● **Travail demandé**
Pourriez-vous recopier mot pour mot le passage du texte sur Xi Jinping et Taïwan situé entre « Ce 30 juin 2025 » et « lui-même sa résolution. », ces deux bornes incluses ?

● **Texte fourni**
# # # # # # #
« For those who may have forgotten what it means. »
Ce 30 juin 2025 à 13h40, le président Xi Jinping publie cette phrase sur son compte X, laconique mais chargée. Elle accompagne un extrait de débat citant la résolution 2758 de l’Assemblée générale des Nations unies, adoptée en 1971, qui reconnaît la République populaire de Chine comme seule représentante légitime de la Chine à l’ONU, et qualifie Taïwan de « province ».
La puissance d’un tel rappel ne réside pas tant dans la démonstration que dans l’intention. Xi Jinping ne cherche pas à convaincre — il réaffirme. Mais, contrairement à ce que certains pourraient croire, cette affirmation n’est pas tactique. Elle ne répond pas à une logique de manœuvre militaire ou diplomatique. Elle s’inscrit dans une intelligence du champ, non du plan. Il ne s’agit pas de tendre vers une fin prédéfinie, mais de modeler l’espace jusqu’à ce qu’il livre lui-même sa résolution.
Hier, le président chinois a cru bon de rappeler — sans qu’il soit besoin d’y voir un plan, ni une annonce — les jeux dont sont censés être maîtres les grandes puissances, respectivement les échecs, le jeu de Go et le Poker. La manière dont il a présenté les rangs de chacun, les Russes pour les échecs; les Chinois, pour le Go; les Américains pour le poker n’est pas à prendre au pied de l’énumération.
# # # # # # #
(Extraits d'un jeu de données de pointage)
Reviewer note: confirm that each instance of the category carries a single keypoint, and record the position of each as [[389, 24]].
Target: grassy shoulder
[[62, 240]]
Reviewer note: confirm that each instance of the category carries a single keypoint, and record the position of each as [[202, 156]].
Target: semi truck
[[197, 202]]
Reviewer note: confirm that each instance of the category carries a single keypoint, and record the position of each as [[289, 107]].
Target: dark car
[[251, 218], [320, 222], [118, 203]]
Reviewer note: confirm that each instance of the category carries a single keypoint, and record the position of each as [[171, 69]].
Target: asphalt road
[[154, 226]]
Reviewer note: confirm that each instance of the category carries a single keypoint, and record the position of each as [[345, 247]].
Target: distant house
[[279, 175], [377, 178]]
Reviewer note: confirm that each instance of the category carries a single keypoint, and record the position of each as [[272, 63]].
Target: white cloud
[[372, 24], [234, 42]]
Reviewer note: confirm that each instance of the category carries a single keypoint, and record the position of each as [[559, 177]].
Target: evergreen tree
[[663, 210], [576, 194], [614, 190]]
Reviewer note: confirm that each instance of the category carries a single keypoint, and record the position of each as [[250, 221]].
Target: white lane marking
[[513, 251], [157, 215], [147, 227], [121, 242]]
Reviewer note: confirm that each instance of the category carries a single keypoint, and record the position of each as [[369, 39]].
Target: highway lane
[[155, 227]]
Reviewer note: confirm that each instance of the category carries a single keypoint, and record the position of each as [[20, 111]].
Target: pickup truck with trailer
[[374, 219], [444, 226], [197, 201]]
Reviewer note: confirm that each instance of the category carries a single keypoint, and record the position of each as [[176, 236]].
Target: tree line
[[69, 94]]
# # # # # # #
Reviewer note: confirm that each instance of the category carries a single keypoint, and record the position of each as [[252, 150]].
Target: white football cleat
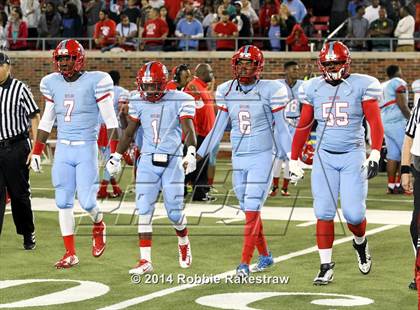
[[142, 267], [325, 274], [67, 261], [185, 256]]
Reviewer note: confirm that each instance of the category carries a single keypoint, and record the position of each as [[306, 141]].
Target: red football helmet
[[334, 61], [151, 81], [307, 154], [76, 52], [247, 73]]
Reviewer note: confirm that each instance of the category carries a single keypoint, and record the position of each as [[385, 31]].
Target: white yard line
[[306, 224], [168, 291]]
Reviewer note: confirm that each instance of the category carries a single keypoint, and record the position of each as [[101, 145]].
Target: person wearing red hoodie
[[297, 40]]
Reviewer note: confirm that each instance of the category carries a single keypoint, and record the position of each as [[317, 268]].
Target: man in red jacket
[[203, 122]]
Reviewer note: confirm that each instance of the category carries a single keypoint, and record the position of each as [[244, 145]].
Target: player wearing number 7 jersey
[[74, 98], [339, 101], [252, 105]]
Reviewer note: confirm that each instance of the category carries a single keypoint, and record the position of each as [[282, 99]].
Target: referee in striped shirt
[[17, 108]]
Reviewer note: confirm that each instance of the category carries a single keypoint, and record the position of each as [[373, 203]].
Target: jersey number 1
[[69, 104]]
# # # # # # #
● **Réponse complète**
Ce 30 juin 2025 à 13h40, le président Xi Jinping publie cette phrase sur son compte X, laconique mais chargée. Elle accompagne un extrait de débat citant la résolution 2758 de l’Assemblée générale des Nations unies, adoptée en 1971, qui reconnaît la République populaire de Chine comme seule représentante légitime de la Chine à l’ONU, et qualifie Taïwan de « province ».
La puissance d’un tel rappel ne réside pas tant dans la démonstration que dans l’intention. Xi Jinping ne cherche pas à convaincre — il réaffirme. Mais, contrairement à ce que certains pourraient croire, cette affirmation n’est pas tactique. Elle ne répond pas à une logique de manœuvre militaire ou diplomatique. Elle s’inscrit dans une intelligence du champ, non du plan. Il ne s’agit pas de tendre vers une fin prédéfinie, mais de modeler l’espace jusqu’à ce qu’il livre lui-même sa résolution.